Point labeling items:
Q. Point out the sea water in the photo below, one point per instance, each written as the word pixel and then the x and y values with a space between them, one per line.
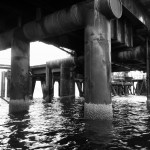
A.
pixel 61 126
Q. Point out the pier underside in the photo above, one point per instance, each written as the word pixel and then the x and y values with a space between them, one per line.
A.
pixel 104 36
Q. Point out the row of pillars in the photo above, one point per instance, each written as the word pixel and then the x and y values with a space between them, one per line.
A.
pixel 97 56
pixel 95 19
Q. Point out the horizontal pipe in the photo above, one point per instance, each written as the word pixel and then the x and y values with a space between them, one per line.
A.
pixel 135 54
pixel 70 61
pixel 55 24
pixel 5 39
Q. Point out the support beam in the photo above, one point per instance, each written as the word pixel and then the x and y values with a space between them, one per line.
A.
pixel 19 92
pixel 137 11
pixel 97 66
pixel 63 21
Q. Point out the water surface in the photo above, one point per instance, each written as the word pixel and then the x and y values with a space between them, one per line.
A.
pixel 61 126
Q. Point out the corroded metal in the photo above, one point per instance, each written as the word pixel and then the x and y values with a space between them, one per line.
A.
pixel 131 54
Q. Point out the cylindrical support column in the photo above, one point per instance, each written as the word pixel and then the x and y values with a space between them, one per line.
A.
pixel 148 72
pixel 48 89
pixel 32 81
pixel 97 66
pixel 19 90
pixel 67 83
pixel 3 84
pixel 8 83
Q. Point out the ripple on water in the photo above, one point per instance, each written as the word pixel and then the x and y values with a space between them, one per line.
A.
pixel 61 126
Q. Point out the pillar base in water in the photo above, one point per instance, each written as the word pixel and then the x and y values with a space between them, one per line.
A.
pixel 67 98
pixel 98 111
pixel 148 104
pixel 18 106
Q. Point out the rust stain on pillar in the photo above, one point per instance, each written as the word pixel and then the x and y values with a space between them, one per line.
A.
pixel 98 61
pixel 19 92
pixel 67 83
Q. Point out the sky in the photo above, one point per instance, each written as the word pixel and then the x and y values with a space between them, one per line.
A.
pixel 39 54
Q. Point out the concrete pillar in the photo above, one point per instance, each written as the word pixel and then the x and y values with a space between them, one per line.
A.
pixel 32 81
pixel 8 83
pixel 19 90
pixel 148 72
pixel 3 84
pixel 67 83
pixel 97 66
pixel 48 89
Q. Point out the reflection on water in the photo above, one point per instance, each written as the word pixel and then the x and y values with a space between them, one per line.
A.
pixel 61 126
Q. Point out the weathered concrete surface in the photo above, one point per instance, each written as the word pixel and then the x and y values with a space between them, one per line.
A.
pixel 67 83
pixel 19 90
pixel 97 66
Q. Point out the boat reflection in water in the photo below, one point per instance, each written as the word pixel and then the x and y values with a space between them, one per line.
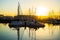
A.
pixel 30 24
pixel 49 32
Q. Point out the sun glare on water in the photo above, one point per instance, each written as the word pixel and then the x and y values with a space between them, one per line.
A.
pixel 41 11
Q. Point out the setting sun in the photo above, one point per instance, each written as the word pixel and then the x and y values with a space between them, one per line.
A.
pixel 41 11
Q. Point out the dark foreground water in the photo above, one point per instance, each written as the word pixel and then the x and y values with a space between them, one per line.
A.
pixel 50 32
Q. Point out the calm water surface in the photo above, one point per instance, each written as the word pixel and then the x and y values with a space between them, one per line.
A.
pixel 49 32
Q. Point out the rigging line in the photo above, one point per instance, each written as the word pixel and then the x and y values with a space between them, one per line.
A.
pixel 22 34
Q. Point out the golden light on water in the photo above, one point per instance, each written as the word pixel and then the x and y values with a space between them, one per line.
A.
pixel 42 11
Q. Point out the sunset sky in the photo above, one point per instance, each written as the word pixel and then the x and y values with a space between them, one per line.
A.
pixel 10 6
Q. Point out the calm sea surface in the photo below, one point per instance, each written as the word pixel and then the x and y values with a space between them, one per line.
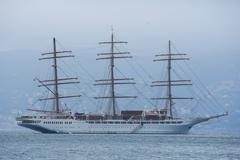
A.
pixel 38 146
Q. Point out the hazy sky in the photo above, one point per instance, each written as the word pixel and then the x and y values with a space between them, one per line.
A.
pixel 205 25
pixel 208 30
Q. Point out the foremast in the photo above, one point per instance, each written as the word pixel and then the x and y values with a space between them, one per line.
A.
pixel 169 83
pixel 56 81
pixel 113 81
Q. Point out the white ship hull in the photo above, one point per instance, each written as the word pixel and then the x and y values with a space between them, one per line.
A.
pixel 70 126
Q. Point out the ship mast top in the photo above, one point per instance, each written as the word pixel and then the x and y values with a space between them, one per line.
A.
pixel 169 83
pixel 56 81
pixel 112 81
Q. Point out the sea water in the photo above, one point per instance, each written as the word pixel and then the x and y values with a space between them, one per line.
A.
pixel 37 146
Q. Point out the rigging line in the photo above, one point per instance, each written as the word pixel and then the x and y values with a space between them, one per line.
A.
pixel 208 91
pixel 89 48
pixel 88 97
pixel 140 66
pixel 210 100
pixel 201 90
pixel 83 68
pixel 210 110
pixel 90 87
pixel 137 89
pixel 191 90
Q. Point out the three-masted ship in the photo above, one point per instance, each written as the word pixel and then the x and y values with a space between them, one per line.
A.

_Objective_:
Please reproduce all the items above, replacing "one point per instance" with "one point per object" everywhere and keeping everything else unchanged. Leave the pictures out.

_Solution to this problem_:
Q. Point out the sea water in the photo below, one point per object, each written as the word pixel and then the x and y values with a space between them, one per line.
A.
pixel 61 126
Q. Point out the pier underside in the photo above, one point per object, each written as the word pixel and then the x and y values with a space between them, one per line.
A.
pixel 104 36
Q. Point out the row of pillars in the photo above, one point per object, each written as the word pixel and then the x and y values with a space between them, one per line.
A.
pixel 97 56
pixel 95 19
Q. Point out the horizontal pipe in the photo above, one point per object, each written as the word pixel and then the x and y values with a space between them, one per line.
A.
pixel 135 54
pixel 70 61
pixel 55 24
pixel 5 39
Q. Point out the support beam in the photo above, one point per object, each written as the word pixel and then the x and y values with a space between them, one per line.
A.
pixel 19 92
pixel 137 11
pixel 97 66
pixel 63 21
Q. Point out the water surface in the photo above, one point per object, each written as the word pixel and then the x and y values with a space between them, one per line.
A.
pixel 61 126
Q. Point out the corroded metal in the photo above, one point per object, each written as the word pixel and then the x and y values with a space between them, one per line.
A.
pixel 131 54
Q. Point out the cylindrical support column in the photo above, one point per object, each written as the word pixel and then the x and y values with a space between them, one per line.
A.
pixel 148 72
pixel 48 89
pixel 32 81
pixel 97 66
pixel 19 90
pixel 67 83
pixel 3 84
pixel 8 83
Q. Point out the ripple on water in the photo above, one point per object, each written as the word pixel and then the x and y values with a space between them, one per line.
A.
pixel 61 126
Q. Point out the pillar base in water in the photo above, one point per object, each written as the word pixel and then the x and y values with a space between them, one per line.
A.
pixel 67 98
pixel 98 111
pixel 148 104
pixel 18 106
Q. Point out the rust stain on pillar in the photo above, one point per object, each written as the word pixel and then the x and y values with a space between them, one per line.
A.
pixel 98 61
pixel 19 92
pixel 67 83
Q. Point out the sky in the photo above, one point per object, each written as the word pixel and then the x and y values with a space between them, one per line.
A.
pixel 39 54
Q. Point out the concrete pillar in the photo above, one point per object, each written as the word pixel and then the x and y values with a space between them, one per line.
A.
pixel 32 81
pixel 8 83
pixel 19 90
pixel 148 72
pixel 3 84
pixel 67 83
pixel 97 66
pixel 48 89
Q. Point out the reflection on water in the photo above, one point per object, each written as the word pixel and then the x and y values with a space between them, one per line.
A.
pixel 61 126
Q. Point out the weathered concrete surface in the photo above, one point per object, each written as the word pixel and then the x and y values with a space between them, one per line.
A.
pixel 67 83
pixel 19 90
pixel 97 66
Q. Point out the boat reflection in water in the photo below, one point per object, each written as the word pixel and then the x and y values with a space between them, one per line.
A.
pixel 30 24
pixel 49 32
Q. Point out the sun glare on water in the photo above, one point per object, each written as the word pixel and then the x and y values with a space between them, one per line.
A.
pixel 41 11
Q. Point out the setting sun in the photo above, one point per object, each written as the word pixel and then the x and y values with a space between them, one per line.
A.
pixel 41 11
Q. Point out the dark foreground water in the photo above, one point per object, each written as the word pixel and then the x and y values with a space between them, one per line.
A.
pixel 50 32
Q. Point out the calm water surface in the photo above, one point per object, each written as the word pixel and then the x and y values with a space between them, one per line.
A.
pixel 49 32
Q. Point out the rigging line in the photo above, one point per object, each written as the word pixel and then the x and y values with a space between them, one per line.
A.
pixel 22 34
Q. Point out the golden light on water in the photo above, one point per object, each written as the word pixel and then the x and y values with a space between them, one per line.
A.
pixel 42 11
Q. Point out the sunset sky in the photo above, one point per object, each written as the word pixel and then the x and y values with a space between them, one per line.
A.
pixel 10 6
Q. Point out the calm sea surface in the photo below, one point per object, each written as the word pixel and then the x and y values with a space between them, one per line.
A.
pixel 38 146
Q. Point out the hazy sky in the photo above, one point per object, each written as the word pixel and then the x and y values with a space between them, one per line.
A.
pixel 205 25
pixel 208 30
Q. Point out the foremast in the photo above, one point per object, each written as the word pixel and then the x and y values with a space between them, one per line.
A.
pixel 169 83
pixel 56 81
pixel 113 81
Q. Point out the white ship hull in the photo above, one point per object, each written as the word pixel and then the x and y values with a space between them, one per line.
A.
pixel 70 126
Q. Point out the ship mast top in the photo above, one point per object, each written as the word pixel and then the x and y values with a space between them, one per line.
A.
pixel 169 83
pixel 56 81
pixel 112 81
Q. Point out the sea water in the photo above, one point per object, each written as the word pixel and then the x and y values with a space between them, one per line.
A.
pixel 37 146
Q. Point out the rigging line in the photo above, one point per object, each written as the word pixel and then the x and y values with a space between them, one per line.
A.
pixel 208 91
pixel 89 48
pixel 88 97
pixel 140 66
pixel 210 100
pixel 201 90
pixel 83 68
pixel 210 110
pixel 90 87
pixel 137 89
pixel 191 90
Q. Point out the three-masted ship in the photo above, one point per object, each written as the word pixel and then the x and y values with a space between them, one per line.
A.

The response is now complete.